##### Data

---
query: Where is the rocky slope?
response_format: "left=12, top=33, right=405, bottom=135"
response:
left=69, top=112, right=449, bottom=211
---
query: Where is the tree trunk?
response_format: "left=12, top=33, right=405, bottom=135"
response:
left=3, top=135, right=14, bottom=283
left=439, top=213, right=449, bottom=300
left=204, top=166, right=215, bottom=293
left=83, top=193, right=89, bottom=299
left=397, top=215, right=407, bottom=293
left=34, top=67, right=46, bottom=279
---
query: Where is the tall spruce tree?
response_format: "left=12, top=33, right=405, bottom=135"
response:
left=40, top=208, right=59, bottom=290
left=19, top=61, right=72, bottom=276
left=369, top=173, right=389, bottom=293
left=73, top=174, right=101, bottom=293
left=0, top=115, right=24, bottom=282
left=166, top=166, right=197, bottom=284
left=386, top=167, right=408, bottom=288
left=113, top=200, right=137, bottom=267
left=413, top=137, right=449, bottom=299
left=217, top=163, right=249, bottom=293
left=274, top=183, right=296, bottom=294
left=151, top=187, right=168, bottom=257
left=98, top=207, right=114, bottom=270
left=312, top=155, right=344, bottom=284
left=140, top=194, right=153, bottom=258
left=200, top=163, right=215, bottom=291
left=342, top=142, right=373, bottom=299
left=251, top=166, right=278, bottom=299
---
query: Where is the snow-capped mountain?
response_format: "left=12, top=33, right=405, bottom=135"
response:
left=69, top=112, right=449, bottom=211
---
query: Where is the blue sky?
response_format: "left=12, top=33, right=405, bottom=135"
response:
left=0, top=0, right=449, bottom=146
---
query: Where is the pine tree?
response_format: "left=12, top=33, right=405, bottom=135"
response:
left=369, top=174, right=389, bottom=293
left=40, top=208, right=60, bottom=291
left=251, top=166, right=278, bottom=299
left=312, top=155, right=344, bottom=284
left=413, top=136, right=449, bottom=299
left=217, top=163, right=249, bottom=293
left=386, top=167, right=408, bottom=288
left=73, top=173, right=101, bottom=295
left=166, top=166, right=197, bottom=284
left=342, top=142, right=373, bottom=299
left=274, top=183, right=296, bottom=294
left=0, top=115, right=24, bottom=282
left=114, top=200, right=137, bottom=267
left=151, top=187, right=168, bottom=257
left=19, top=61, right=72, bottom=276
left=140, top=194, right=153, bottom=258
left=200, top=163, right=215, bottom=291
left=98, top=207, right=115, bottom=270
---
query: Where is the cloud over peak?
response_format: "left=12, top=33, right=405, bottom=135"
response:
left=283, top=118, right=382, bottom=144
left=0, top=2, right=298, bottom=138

##########

## What the task asks
Note every line of the entries in which "Where" appears, and copy it down.

## Answer to the exercise
query: Where is the rocky slope?
query: Where is the tree trunk?
query: Where is the tall spruce tree?
query: Where is the snow-capped mountain?
query: Where is the blue sky?
query: Where is the pine tree?
query: Where is the cloud over peak?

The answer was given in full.